▸ INFORMATION GIVEN

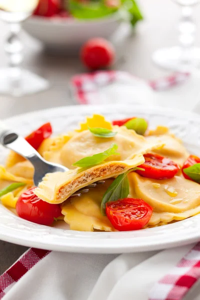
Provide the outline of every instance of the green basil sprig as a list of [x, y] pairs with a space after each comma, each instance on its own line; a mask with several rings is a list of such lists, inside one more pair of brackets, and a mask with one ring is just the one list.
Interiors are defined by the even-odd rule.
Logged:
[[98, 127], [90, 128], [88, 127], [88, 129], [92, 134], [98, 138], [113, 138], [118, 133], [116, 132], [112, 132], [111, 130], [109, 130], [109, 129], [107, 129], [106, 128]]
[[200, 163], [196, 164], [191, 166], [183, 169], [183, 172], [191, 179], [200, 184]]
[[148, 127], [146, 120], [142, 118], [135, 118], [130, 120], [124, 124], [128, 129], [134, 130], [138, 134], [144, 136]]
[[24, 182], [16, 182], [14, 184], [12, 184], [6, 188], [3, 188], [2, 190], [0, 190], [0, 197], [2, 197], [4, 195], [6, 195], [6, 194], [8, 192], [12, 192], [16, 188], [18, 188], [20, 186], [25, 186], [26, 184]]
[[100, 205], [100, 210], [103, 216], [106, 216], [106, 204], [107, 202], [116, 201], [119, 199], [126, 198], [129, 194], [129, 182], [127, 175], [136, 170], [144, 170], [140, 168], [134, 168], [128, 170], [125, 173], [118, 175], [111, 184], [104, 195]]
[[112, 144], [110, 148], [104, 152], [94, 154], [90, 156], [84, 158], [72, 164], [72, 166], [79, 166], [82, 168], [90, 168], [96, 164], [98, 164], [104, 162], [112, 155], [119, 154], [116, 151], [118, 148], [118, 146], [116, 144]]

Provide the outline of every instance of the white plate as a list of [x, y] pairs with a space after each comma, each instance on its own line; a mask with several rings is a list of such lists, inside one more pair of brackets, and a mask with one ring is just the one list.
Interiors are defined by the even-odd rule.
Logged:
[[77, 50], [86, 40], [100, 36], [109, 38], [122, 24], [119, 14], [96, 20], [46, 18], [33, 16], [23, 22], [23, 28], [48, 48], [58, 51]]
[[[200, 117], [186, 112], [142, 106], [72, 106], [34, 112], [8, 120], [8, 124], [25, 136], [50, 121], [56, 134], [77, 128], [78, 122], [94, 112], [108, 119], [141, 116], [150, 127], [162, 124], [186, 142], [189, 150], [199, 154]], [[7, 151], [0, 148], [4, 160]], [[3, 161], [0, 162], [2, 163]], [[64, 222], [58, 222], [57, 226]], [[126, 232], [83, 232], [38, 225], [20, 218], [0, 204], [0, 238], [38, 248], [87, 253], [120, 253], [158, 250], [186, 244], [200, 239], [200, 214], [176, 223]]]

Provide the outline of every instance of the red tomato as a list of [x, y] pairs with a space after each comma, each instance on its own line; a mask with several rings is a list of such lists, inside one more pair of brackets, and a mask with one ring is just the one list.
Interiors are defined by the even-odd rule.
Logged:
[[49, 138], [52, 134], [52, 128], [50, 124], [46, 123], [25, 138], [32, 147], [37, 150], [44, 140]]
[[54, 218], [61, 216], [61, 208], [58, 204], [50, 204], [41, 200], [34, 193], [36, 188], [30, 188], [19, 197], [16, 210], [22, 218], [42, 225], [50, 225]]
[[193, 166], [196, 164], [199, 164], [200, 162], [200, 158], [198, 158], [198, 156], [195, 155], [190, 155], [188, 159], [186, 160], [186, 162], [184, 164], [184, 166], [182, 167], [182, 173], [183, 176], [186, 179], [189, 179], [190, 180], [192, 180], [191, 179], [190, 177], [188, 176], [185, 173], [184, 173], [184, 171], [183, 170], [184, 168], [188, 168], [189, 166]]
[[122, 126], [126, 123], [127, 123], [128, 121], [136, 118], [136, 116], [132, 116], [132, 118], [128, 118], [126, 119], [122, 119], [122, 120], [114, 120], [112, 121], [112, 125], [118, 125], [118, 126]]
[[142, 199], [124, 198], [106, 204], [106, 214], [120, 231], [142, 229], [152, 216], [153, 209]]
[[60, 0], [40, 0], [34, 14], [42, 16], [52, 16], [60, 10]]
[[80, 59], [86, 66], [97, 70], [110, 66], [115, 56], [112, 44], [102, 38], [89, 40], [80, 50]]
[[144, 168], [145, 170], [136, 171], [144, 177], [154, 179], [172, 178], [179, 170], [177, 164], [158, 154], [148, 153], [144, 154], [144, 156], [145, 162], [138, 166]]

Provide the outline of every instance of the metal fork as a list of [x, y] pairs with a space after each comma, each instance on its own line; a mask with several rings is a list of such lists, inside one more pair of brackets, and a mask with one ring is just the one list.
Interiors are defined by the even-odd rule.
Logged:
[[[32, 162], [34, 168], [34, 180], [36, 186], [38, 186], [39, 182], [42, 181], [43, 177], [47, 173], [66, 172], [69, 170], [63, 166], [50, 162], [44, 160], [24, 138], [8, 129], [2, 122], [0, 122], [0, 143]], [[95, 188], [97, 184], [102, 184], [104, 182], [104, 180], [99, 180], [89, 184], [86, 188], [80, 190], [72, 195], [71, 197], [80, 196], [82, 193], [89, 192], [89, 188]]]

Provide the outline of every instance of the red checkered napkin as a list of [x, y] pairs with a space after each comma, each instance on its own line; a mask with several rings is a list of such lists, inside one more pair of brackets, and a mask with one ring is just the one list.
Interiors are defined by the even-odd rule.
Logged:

▸ PROBLEM DETAILS
Render everything from the line containing "Provide the outline of every instance of the metal" down to the end of the records, inclusive, as a JSON list of strings with one string per line and blank lines omitted.

▸ TASK RESULT
[
  "Provide the outline of every instance of the metal fork as a list of [x, y] pairs with a space after each comma, each instance on its own line; a mask with several rings is a list of such lists, inside one more pair of brackets, and a mask with one ring is just the one list.",
  "Interiors are defined by the even-odd rule.",
  "Logged:",
  "[[[32, 162], [34, 168], [34, 180], [36, 186], [38, 186], [39, 182], [42, 181], [43, 177], [47, 173], [66, 172], [69, 170], [63, 166], [50, 162], [44, 160], [24, 138], [8, 129], [2, 122], [0, 122], [0, 143]], [[95, 188], [97, 184], [102, 184], [104, 182], [104, 180], [99, 180], [89, 184], [86, 188], [80, 190], [72, 195], [71, 197], [80, 196], [82, 193], [89, 192], [89, 188]]]",
  "Provide the outline of every instance of the red checkered napkin as a list of [x, y] pairs with a space after each comma, each instance on its own line; a mask with several rings is a list of such lists, inside one more pair of brackets, and a mask with one ring is just the one list.",
  "Interiors are defined by the even-odd rule.",
  "Logged:"
]